**GIVEN REQUEST:** Copy out each line in the listing below that contains the word "stone".

**DATASET CONTENT:**
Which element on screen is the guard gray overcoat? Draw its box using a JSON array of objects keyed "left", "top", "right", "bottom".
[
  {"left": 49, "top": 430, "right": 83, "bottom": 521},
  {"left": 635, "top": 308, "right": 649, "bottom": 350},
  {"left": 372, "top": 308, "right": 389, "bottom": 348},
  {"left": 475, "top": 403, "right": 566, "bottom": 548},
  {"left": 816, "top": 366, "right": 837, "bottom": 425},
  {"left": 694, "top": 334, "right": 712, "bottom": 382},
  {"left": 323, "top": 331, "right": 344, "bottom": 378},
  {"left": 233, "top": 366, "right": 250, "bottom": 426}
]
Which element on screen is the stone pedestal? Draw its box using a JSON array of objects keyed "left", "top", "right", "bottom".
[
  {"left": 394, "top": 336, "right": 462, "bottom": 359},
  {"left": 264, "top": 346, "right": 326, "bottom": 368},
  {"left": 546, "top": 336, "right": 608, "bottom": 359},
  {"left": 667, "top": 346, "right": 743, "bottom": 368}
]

==

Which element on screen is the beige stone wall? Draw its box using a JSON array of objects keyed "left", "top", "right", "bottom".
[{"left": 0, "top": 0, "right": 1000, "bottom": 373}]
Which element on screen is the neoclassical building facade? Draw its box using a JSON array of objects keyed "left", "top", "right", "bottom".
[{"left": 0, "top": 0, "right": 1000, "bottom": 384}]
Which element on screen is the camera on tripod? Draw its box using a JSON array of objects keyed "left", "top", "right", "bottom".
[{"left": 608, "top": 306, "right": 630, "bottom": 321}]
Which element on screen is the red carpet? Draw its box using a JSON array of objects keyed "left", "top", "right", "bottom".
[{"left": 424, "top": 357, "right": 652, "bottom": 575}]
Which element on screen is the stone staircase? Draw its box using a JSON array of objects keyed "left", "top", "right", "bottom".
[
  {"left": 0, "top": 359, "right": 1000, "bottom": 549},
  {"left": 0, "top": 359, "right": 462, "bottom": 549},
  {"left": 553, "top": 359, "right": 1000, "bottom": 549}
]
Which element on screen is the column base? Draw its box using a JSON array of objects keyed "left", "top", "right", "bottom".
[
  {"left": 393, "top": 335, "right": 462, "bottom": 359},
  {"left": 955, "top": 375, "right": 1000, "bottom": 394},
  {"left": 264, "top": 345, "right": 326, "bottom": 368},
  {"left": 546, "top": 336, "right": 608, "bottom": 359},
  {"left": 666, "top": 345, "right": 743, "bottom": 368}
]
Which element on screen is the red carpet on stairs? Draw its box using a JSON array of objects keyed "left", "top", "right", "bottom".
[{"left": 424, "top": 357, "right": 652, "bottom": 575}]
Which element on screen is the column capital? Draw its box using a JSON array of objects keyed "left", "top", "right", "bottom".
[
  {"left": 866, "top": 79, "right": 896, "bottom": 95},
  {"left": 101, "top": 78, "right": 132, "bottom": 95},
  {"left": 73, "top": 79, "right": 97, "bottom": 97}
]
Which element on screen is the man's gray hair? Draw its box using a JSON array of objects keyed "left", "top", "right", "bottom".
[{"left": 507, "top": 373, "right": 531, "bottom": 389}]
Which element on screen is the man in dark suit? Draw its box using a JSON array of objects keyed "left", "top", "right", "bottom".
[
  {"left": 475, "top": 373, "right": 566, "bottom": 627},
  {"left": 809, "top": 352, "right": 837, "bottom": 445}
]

**WORKED SOLUTION:**
Which element on screen is the stone pedestal? Draw its box using a JSON array of objects keyed "left", "top", "right", "bottom".
Which element on screen is the beige stone wall? Draw its box using a JSON array of objects keyed "left", "top", "right", "bottom".
Which element on screen is the stone staircase? Draw its box using a JSON array of objects keyed "left", "top", "right", "bottom".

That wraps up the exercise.